Records for the task:
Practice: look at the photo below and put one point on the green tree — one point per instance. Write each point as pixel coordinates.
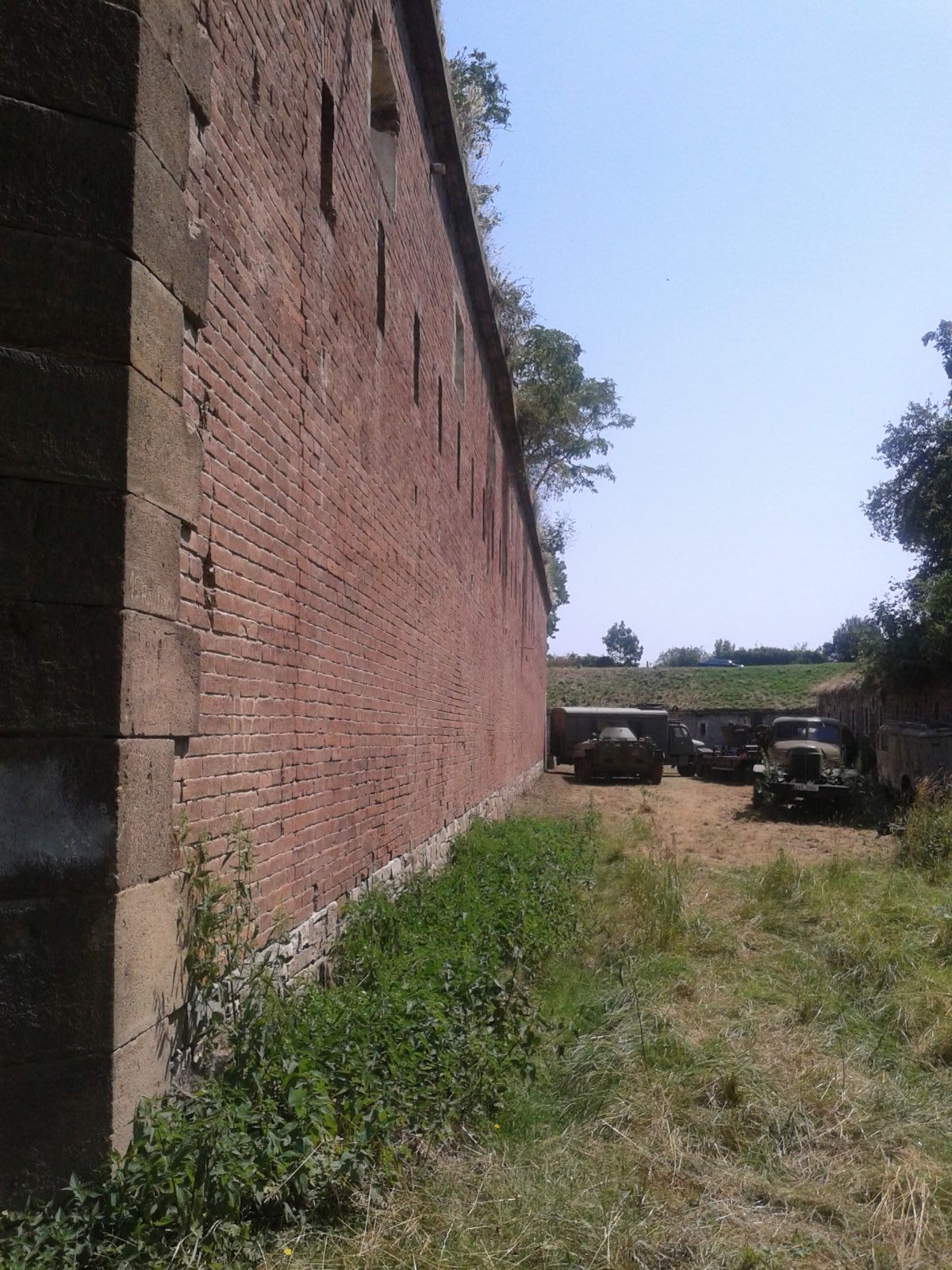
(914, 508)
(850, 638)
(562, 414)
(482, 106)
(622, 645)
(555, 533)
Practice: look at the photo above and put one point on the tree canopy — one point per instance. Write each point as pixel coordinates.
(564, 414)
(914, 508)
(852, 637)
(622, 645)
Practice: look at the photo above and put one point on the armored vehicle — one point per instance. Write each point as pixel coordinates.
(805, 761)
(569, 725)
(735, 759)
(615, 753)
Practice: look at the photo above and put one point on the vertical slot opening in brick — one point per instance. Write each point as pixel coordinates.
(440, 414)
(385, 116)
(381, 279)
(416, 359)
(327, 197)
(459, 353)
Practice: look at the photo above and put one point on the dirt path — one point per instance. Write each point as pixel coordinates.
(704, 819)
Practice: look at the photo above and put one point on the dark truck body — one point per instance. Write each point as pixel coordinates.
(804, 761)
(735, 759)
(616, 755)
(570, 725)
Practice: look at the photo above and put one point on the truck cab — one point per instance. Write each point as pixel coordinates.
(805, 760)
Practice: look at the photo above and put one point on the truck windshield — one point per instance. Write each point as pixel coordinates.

Task statement:
Please print all of the data above word for word, leaving out the pictures.

Task solution:
Practice: look at the photo below and put one point on the green tree — one point per instance. Write each point as pixel coordinates.
(914, 508)
(850, 638)
(562, 414)
(482, 106)
(622, 645)
(555, 533)
Practice: look at the photo above and put one point on the tree canopy — one point per instance. Write each point as pixel coordinates.
(564, 414)
(914, 508)
(852, 637)
(622, 645)
Practice: look at the photo above and put one point on the armored vehicle — one point per instance. Write each point as pixel coordinates.
(805, 761)
(569, 725)
(735, 759)
(615, 753)
Practice: look at the photo above and put one point on the vertical slot opening in brick — one point per instance. Write each point as pixel coordinates.
(440, 414)
(385, 116)
(381, 279)
(416, 359)
(327, 197)
(459, 353)
Practice: look at the photo above and put one point on the dirt path — one point per instance. Write each point as pixel coordinates.
(704, 819)
Practice: look at the photo above and put one point on the dark truck body — one point per instance. Write each point as pixel coordinates.
(804, 761)
(735, 759)
(616, 755)
(570, 725)
Practice: look at the photo above and put one point on the truck cab — one point per instance. Write each point as pixel coordinates.
(805, 760)
Practice: look at the photo above and put one point on the truck windshield — one point per instance. Write each point as pixel coordinates.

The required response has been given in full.